Start of TEXT BLOCK

A desert Oasis

Photo credits: UN Women Jordan/Christopher Herwig

When Fatima first arrived in Za’atari Camp, she felt that she was carrying a sadness that she could not escape. Even spending time with her friends couldn’t bring relief. They would reminisce about life in Syria, but these memories only filled her heart with grief. It was affecting every aspect of her life, even the time she spent with her children.

But today, Fatima isn’t dwelling on the past. Rather, she shares her story to help illustrate the difference between where she was two years ago, and where she is now.

Standing behind a large cutting table in one of the three tailoring caravans located in the Women and Girls Oasis in Za’atari Camp, Fatima holds up a tiny blue sweater adorned with a bright red collar. It is one of the 21 pieces of clothing included in the “baby kits” that the women produce in the workshop and which are then distributed to women who give birth in the camp; and it’s her favourite. In addition to clothing, the kits include other essentials like warm blankets, and even an insulated baby basinet. To date, they have produced over such 4000 baby kits.

End of TEXT BLOCK

• WORK TO COMPLETE:
1: According to the story about Fatima in Za’atari Camp, how many pieces of clothing are included in each baby kit?
2: Continue the story about Fatima in Za’atari Camp, starting after its last sentence.

Start of GIVEN INFORMATION

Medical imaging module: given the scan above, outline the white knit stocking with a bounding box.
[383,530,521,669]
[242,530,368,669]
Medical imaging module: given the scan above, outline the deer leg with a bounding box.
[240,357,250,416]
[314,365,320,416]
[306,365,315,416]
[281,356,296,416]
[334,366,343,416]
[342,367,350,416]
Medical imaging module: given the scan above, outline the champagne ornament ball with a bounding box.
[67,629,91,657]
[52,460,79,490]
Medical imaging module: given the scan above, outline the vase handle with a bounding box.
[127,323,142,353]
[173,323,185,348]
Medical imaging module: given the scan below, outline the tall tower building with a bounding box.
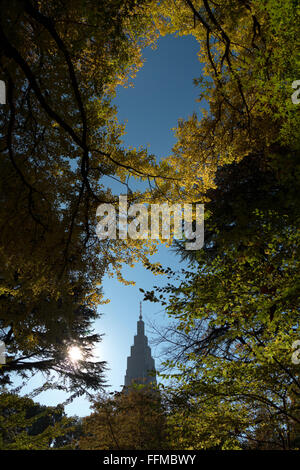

End of GIVEN INFORMATION

• RESULTS OF THE EXERCISE:
1: Each baby kit includes 21 pieces of clothing.

2:
“I visit the women in the hospital and I see the happiness on their faces. Seeing that, it makes me happy,” says Fatima. “We are meeting a very real need for these women.”

Across the Oasis in another caravan, this one fitted out as a hairdressing salon, a young woman also named Fatima is diligently applying henna to a repeat customer, Isra.  The women are friends from Syria, and Isra can’t help but praise her friend’s talents: “She was the best in Syria, now, she’s the best in Za’atari!”

The tailoring workshop and the salon are but two of the many cash-for-work projects that the Oasis operates in the camp – which is also Za’atari’s largest female-focused such programme -  alongside other initiatives that aim to empower Syrian women refugees through increased access to economic opportunities and meaningful engagement in community life.

Other offerings of the Oasis include language classes, information and protection referrals on key issues such as registration, hygiene, health, and sexual and gender-based violence. There is also a day care centre in each Oasis to allow women working at the Oasis to stay with their kids throughout the day, and to provide after school support to children enrolled in education. 

Back in the tailoring workshop, Fatima is explaining how her life has changed since getting involved with the Oasis: “I am so busy now, I see my children less,” she says “but the time I spend with them is of better quality, because I am no longer burdened by the sadness.”